▸ Instruction 1: Copy the passage of the recipe-analysis post from "This is the" up to and including "in recipes themselves.".

▸ Document excerpt:
<<<<
98% green spaghetti, sliced and chopped

2018/15/04
18 min read

This is the latest stop in an analysis tour of free-range menu data.

One of the goals of fishing for real recipes is to be able to suss out patterns in how foods are combined and in what amounts in order to be able to generate new recipes. However, this post will mostly eschew creating anything useful and just mess around with the words in recipes themselves.

As a step toward creating new ingredients and recipes in interesting ways, we’ll

tag ingredient words with their parts of speech to find the most common noun-adjective pairs, and
create some menu mad libs.

For a sneak peek, here are a few that were created while I was putting this together.

ingredient
1/8 small, black round oil leaves - extract into cups
3 cherry ribs, fully lime
1 olive boneless, broken
1/2 extra Sour carrots, lime for fluid pieces
1/3 frozen onion, virgin
1 Beef oil
6 orange Mashed fresh Ranch
1 Lindsay®

So that deliciousness is what we have to look forward to at the end of this little experiment. Yummo.
>>>>
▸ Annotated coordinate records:
<<<<
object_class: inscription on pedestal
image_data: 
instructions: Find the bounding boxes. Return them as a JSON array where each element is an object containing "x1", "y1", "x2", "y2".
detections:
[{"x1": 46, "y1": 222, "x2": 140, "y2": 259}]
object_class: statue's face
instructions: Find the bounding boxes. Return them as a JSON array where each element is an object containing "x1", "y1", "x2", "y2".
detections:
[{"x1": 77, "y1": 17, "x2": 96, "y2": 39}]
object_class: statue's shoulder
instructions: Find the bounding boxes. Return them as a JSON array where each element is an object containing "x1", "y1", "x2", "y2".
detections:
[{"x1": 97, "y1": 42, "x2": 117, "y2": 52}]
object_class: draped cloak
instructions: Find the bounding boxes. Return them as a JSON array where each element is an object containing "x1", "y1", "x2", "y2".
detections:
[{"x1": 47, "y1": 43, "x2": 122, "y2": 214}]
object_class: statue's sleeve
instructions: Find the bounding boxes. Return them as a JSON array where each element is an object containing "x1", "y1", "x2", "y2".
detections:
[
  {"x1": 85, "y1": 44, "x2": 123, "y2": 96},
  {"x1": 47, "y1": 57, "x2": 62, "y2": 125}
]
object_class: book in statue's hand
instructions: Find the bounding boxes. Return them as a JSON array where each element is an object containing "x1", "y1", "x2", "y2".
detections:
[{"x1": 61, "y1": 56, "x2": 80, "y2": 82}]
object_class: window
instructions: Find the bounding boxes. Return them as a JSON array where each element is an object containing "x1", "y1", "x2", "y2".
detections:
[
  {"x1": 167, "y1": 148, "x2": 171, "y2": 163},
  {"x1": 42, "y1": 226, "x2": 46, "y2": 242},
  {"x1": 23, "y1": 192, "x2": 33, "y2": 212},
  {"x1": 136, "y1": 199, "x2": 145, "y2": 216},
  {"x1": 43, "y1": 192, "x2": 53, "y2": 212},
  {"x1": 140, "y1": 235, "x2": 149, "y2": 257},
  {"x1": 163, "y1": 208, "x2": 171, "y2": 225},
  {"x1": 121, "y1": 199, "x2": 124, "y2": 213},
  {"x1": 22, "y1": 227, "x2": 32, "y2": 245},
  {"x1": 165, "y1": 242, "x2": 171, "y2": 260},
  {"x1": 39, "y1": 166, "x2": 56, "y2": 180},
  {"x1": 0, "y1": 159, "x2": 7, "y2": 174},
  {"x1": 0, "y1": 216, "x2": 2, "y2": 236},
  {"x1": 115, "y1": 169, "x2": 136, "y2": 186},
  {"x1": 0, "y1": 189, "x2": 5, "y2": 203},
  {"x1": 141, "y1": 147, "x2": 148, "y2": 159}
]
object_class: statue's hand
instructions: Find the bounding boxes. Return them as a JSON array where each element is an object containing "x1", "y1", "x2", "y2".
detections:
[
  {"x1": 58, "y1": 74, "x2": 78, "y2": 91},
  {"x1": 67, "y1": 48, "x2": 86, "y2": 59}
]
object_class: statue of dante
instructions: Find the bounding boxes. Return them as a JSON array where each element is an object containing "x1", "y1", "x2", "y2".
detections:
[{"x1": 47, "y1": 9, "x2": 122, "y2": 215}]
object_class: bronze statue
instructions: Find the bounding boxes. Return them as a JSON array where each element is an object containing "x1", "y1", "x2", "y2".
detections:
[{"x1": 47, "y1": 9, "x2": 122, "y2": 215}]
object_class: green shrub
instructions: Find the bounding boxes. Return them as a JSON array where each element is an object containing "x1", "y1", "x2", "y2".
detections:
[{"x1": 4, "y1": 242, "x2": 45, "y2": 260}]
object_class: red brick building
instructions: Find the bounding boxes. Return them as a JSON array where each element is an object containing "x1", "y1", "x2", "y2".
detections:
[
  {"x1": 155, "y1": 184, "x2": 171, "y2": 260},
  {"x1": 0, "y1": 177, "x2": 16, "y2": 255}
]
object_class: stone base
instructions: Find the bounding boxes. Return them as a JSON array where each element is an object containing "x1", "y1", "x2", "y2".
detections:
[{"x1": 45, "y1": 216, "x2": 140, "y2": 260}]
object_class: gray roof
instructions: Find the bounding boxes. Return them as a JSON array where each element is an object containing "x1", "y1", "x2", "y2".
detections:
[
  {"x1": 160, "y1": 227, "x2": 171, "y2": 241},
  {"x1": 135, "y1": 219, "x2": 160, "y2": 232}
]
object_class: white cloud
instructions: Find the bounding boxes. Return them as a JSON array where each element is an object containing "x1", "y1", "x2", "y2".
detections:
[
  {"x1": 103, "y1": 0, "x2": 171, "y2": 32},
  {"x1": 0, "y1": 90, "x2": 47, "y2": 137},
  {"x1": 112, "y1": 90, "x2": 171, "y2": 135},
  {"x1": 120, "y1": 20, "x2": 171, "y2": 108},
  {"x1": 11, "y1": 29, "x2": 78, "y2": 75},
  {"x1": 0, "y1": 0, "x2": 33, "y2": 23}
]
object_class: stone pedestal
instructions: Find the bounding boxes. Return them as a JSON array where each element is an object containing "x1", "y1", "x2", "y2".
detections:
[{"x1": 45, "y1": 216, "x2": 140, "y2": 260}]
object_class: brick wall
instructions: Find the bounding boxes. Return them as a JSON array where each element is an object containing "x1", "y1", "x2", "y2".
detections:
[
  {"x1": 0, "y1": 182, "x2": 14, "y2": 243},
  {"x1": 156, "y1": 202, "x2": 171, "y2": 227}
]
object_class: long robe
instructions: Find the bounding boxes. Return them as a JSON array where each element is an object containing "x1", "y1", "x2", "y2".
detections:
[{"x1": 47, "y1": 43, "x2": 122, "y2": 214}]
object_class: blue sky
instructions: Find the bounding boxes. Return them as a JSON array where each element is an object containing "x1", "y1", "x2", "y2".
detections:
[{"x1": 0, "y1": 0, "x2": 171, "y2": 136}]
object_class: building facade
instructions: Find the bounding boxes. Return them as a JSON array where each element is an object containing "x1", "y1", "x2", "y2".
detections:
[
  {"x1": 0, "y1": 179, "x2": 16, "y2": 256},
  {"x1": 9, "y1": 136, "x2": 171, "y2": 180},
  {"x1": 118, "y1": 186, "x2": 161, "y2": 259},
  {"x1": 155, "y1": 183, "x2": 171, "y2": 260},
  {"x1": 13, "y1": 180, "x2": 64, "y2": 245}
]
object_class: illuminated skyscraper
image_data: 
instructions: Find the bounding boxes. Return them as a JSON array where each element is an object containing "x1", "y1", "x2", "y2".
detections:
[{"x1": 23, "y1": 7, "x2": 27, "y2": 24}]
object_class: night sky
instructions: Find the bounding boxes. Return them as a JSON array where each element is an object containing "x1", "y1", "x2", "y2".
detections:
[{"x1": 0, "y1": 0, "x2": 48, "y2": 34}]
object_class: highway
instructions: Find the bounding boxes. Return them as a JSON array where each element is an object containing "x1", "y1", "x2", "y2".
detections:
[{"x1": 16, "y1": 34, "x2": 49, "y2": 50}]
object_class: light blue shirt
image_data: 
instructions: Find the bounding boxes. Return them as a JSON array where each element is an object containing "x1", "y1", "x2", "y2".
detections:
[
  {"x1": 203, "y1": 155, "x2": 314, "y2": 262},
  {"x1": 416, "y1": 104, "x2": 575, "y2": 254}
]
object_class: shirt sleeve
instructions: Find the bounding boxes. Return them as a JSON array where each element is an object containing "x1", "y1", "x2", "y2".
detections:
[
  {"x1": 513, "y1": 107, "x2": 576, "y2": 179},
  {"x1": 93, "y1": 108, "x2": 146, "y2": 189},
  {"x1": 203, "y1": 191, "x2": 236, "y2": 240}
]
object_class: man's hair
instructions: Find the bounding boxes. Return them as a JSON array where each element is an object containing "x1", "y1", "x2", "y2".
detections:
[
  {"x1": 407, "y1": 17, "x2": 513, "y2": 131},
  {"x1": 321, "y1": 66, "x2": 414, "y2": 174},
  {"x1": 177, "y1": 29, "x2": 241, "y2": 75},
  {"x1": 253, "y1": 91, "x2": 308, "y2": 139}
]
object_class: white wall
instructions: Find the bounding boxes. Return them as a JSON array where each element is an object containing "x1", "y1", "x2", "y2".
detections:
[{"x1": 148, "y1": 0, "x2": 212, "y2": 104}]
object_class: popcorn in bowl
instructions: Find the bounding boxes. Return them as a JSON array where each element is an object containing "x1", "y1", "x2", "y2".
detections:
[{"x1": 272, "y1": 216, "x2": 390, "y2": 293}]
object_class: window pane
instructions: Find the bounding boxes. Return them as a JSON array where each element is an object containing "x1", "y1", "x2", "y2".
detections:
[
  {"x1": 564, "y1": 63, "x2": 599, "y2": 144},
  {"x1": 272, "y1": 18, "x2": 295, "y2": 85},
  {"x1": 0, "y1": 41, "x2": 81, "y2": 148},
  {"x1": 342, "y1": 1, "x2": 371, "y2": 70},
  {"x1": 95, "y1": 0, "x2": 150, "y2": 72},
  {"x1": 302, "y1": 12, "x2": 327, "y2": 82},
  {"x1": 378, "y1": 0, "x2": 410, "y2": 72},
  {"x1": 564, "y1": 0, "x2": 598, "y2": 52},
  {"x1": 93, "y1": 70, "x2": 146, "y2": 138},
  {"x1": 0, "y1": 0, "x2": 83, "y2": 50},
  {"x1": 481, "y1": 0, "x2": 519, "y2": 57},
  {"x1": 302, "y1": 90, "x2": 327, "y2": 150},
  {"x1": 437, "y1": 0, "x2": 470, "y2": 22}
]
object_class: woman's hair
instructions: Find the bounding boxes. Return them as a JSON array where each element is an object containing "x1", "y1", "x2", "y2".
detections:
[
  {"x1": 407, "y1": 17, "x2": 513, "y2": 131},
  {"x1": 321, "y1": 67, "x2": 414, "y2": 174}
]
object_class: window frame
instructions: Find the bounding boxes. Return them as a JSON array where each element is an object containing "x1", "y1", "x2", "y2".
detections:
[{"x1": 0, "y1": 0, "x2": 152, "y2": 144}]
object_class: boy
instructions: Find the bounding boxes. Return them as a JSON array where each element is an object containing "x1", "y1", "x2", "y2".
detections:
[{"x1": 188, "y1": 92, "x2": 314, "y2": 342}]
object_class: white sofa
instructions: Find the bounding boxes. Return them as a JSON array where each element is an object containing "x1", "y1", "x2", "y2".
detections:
>>>>
▸ Instruction 2: Collect every line of the entries above that contains the string "wall", treating uppercase and lowercase letters as different.

▸ Complete output 1:
This is the latest stop in an analysis tour of free-range menu data.

One of the goals of fishing for real recipes is to be able to suss out patterns in how foods are combined and in what amounts in order to be able to generate new recipes. However, this post will mostly eschew creating anything useful and just mess around with the words in recipes themselves.

▸ Complete output 2:
object_class: brick wall
object_class: white wall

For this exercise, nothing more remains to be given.